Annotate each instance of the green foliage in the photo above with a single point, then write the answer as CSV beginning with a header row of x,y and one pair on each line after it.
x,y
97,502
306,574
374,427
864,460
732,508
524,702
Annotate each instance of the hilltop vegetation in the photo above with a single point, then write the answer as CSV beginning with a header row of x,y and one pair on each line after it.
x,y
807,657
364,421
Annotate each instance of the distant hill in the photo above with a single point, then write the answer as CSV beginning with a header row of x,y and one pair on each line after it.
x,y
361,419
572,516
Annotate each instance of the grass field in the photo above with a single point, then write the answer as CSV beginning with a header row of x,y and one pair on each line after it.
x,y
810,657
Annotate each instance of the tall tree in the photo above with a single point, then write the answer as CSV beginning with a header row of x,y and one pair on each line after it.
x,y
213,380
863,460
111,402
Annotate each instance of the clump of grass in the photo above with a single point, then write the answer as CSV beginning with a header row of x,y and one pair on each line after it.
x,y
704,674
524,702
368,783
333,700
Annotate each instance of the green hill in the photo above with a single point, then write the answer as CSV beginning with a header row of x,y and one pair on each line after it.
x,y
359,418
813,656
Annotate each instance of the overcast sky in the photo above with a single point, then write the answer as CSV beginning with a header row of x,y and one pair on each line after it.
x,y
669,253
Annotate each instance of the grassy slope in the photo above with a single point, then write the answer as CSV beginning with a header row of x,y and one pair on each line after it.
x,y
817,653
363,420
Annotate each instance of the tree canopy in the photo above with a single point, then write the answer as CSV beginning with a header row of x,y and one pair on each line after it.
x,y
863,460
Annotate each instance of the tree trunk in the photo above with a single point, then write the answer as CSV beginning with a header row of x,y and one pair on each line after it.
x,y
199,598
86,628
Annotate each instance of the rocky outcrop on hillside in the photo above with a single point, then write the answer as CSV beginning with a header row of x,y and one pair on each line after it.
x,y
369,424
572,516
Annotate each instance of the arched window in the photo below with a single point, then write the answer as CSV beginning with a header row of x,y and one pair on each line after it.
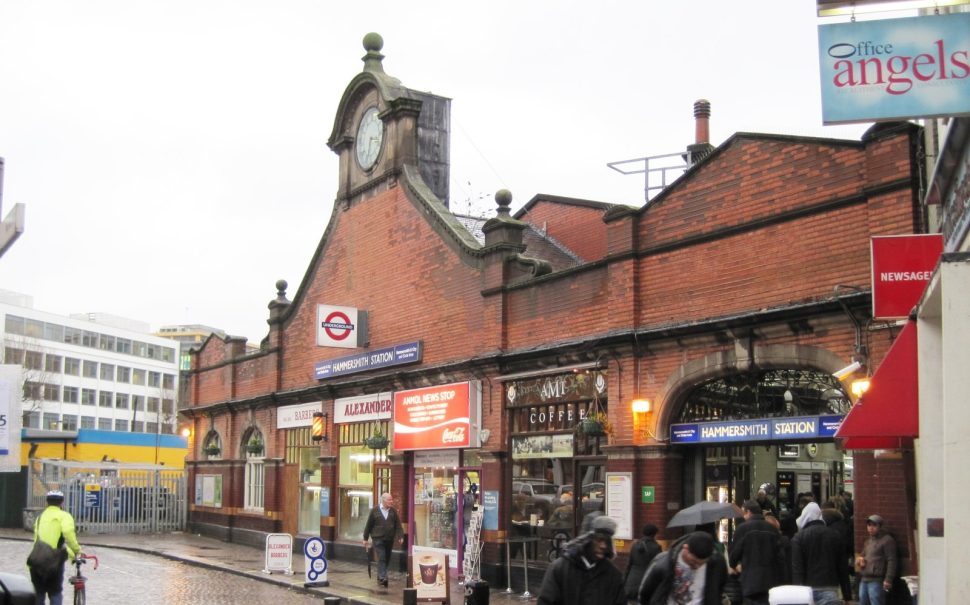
x,y
212,445
254,448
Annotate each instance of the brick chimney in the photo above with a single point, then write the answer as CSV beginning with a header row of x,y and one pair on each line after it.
x,y
702,132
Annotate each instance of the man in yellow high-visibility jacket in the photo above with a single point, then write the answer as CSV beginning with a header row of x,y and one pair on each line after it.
x,y
54,527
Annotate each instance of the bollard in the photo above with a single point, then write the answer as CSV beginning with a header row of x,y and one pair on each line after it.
x,y
476,593
410,596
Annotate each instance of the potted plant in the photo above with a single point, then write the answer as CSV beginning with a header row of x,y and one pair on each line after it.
x,y
254,445
595,423
377,441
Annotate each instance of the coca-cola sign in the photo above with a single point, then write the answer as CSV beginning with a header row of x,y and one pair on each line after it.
x,y
437,417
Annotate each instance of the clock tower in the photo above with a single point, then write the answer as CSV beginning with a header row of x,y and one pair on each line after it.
x,y
383,128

__________________________________________________

◆ **TASK BRIEF**
Your task is to set down the records shown above exactly, minus any pictures.

◆ **COMPLETE RESPONSE**
Annotate each instance of the green foliage in the photo above with a single point, then write the answer as CSV beginning with a header row of x,y and one pair on each line after it.
x,y
97,502
306,574
374,427
864,460
732,508
524,702
Annotate each instance of the hilltop vegetation in the photo above with a single point, then write the answer as CSV beginning with a header row of x,y and one pair on each line after it.
x,y
807,657
364,421
Annotate each instance of the distant hill in the photo above with a single point, then write the answer as CSV beginning with a header row of x,y and one pair on each line after it.
x,y
361,419
572,516
Annotate each instance of the grass field in the photo above with a single point, then write the answer as CSV beginning with a header row of x,y and one pair on each line after it.
x,y
810,657
Annotate each instance of the tall tree in the photo above with a single point, then write the answer as CSV beginning with a header row of x,y and one pair on each line after it.
x,y
213,380
863,460
111,402
Annotate each instance of the clump of grass in the photo above with a single point, then write the answer as CSV beginning with a header row of x,y and one pair on each line after it.
x,y
704,674
524,702
368,783
333,700
Annotate each instance of the green hill in the photo above with a single point, then write the answer as CSV beginning with a header row of x,y and one pair on each line after it.
x,y
359,418
813,656
Annotate each instance of the overcast sky in the photo above with a single point, then write the answer as CSV beginning with a header row of x,y and one pair on each line after it.
x,y
669,253
Annotate each instance of the grassy slope in the photo above with a single point, then write the answer as CSV beginning with a header row of x,y and one pair on each line after it.
x,y
817,653
363,420
Annotate each instance of the tree canopy in the photo above with a single point, then write the answer as CSV beginning with a header row of x,y and one pair on each line after it.
x,y
863,460
Annotate each instance of the tree trunk in the photo above with a single point, then write the answer as CSV beginning with a header row of x,y and one pair on each line after it.
x,y
199,598
86,628
Annotate each instance of the rocky outcrop on hillside in the photo above with a single point, then write the answer as CSV beginning with a header row of x,y and one pair on each line after it.
x,y
369,424
572,516
Annotate each instance of the arched window in the photo below with a single point, then write the answer as CSV beginning with a header row of x,y and one pair on each line after it.
x,y
212,445
254,448
Annotate each instance of the brick chimney in the photo above with a single point, then write the answer as CSV beginning with a header row of x,y and one pair on each line after it.
x,y
702,132
Annotate each instance of the man in yellow high-visibility jacket in the photo above with a single point, then write the answer as CSV beginning with a header row of x,y and one pair on each line after it.
x,y
54,527
Annotate each instance of the bollard in the photo above with a single point, then write the answer as CSV beginning with a header row of x,y and one pair on each line after it.
x,y
476,593
410,596
Annotate each instance of the potted plant in the photo above with a single point, then write the answer as CSV beginning with a header row of x,y and one pair on each line after it.
x,y
254,445
595,423
377,441
Annotate each instance of the coca-cola sign in the photo above with a single point, then write the answer as CSV beginning with a header row of x,y and one pair on each line after it.
x,y
437,417
Annotate each instance of the clock tower in the photo above with a single point, then write the answer as CSV beginning with a header row of x,y and one pair on each line after it.
x,y
383,128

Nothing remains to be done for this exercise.